Extrait du texte —
+++

Eddie Vedder. Vingt ans de carrière avec Pearl Jam. L’ukulele. Cent trente ans de carrière avec des gros hawaiiens et autres attrape-touristes. À première vue, le duo est aussi incongru que celui d’Eminem avec Elton John, le jour où l’ex-rappeur le plus connu du monde a voulu prouver qu’il n’était pas homophobe. Pourtant, leur histoire commune remonte à plus de dix ans. Lors des sessions d’enregistrement de ce qui deviendra leur dernier classique (Binaural, évidemment), Eddie Vedder était en retard en ce qui concerne les textes. Angoisse de la page blanche. Pour tenter de retrouver l’inspiration, il s’imposa un sacrifice : tant que les paroles de l’album ne sont pas terminées, il ne touchera plus à la guitare.
Mais au détour d’un night shop à Hawaii (où, forcément, il allait surfer), il tomba sur ce semblant de guitare à quatre cordes et au manche court. Et comme c’est Eddie Vedder, il rentra dans la boutique et ressortit avec l’instrument (et deux bacs de bière, quand même). Vedder s’est alors probablement dit ‘aaaahhhh fuck it, that’s not, huh, a guitar’, et comme son héros Pete Townshend avait écrit un morceau à l’uke (Blue Red and Grey), Eddie emprunta les accords, composa Soon Forget et voilà, page blanche terminée, il termina ce chef d’oeuvre (j’insiste) qu’est Binaural.

+++

Ensemble de lignes —
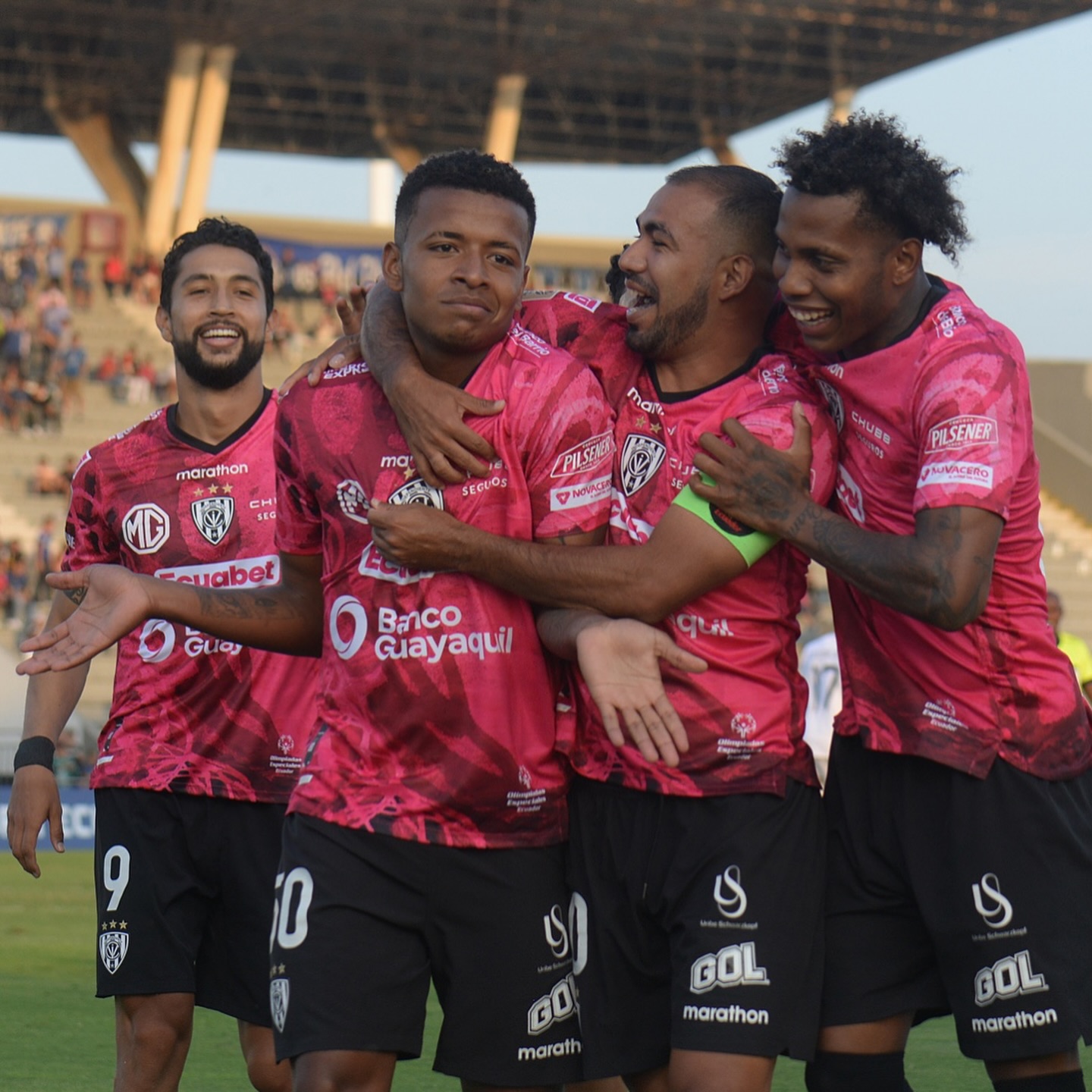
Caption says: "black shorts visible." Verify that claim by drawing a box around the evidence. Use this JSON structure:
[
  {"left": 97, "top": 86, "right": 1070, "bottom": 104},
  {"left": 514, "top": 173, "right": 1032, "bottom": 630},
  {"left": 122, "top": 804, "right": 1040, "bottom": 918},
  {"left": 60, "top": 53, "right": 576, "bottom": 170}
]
[
  {"left": 270, "top": 814, "right": 581, "bottom": 1087},
  {"left": 569, "top": 777, "right": 824, "bottom": 1079},
  {"left": 95, "top": 789, "right": 284, "bottom": 1028},
  {"left": 822, "top": 736, "right": 1092, "bottom": 1060}
]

+++

Consignes —
1 > Recopiez intégralement les lignes de l'ensemble de données, sans les images, en multipliant par 2,35 les coordonnées des boîtes données en réponse et en arrondissant chaque résultat à l'entier le plus proche, les demies vers le haut. Les nombres du modèle JSON ne changent pas.
2 > Écrivez la suite du texte consacré à Eddie Vedder et au ukulélé, à partir de sa dernière phrase.
Le texte et les lignes n'ont aucun lien entre eux.

Réponses par consigne —
1 >
Caption says: "black shorts visible." Verify that claim by drawing a box around the evidence. Use this JSON structure:
[
  {"left": 97, "top": 86, "right": 1070, "bottom": 104},
  {"left": 514, "top": 173, "right": 1032, "bottom": 630},
  {"left": 122, "top": 804, "right": 1040, "bottom": 918},
  {"left": 60, "top": 53, "right": 576, "bottom": 170}
]
[
  {"left": 635, "top": 1913, "right": 1365, "bottom": 2554},
  {"left": 1337, "top": 1826, "right": 1936, "bottom": 2536},
  {"left": 223, "top": 1854, "right": 667, "bottom": 2416},
  {"left": 1932, "top": 1730, "right": 2566, "bottom": 2491}
]

2 >
Depuis, l’ukulele est sorti quelques fois, pour jouer Soon Forget lors des concerts de Pearl Jam, ou pour les prestations solos de Vedder, notamment deux mini-concerts de 2002 où il joua quelques morceaux inédits. Du moins, inédits jusque maintenant, car Ukulele Songs, qui voit le jour grâce au surfer Kelly Slater qui aurait tanné Vedder pour qu’il le sorte, est une collection de quatorze chansons enregistrées de 2002 à 2011, et qui ont comme point commun de d’avoir comme instrumentation qu’un seul ukulele. Ce qui semble un peu limité quand même. C’est mignon, un ukulele, ça fait vacances, colliers de fleurs et lotion au monoï, mais de là à en faire un album entier, il y a un pas, pourtant aisément franchi par Vedder qui a passé l’âge de se préoccuper de ce genre de choses. Surtout que Vedder à un double avantage par rapport aux orthodoxes de la quatre-cordes et du pagne : d’abord, il en joue comme d’une guitare, et arrive à en sortir des sons pas typiques du tout, et en plus, sa putain de voix, quoi. L’ukulele apportant une instrumentation très légère, il fallait une voix profonde en contre-poids, et Vedder la délivre sans efforts. De plus, comme les morceaux ont été écrits sur une longue période de temps, on retrouve des compos sombres et intenses, plus proches de Riot Act que de Backspacer.
En parlant de Riot Act, Ukulele Songs s’ouvre avec Can’t Keep, qui débutait déjà cet album. Directement, on comprend que Vedder approche l’instrument avec une mentalité de punkrocker : on ne jouera pas le morceau pour accueillir des allemands friqués qui descendent d’un bateau. Toute l’essence du morceau, et de là, l’état d’esprit de Vedder circa 2002 (en résumé : il n’était pas bien) est concentré dans cette petite guitare étrange qu’on va se mettre à apprécier pendant une bonne demi-heure. Sinon, quand je disais qu’il n’était pas bien, il n’était pas bien. Finies les niaiseries infâmes de Just Breathe, ici, on retrouve un Vedder post-11 septembre et pré-mariage-avec-top-modèle-et-deux-jolizenfants. Sleeping by Myself : « I should have known there was someone else ». Broken Heart : « I’m alright, it’s just a broken heart ». Goodbye : tout le morceau. Et ainsi de suite.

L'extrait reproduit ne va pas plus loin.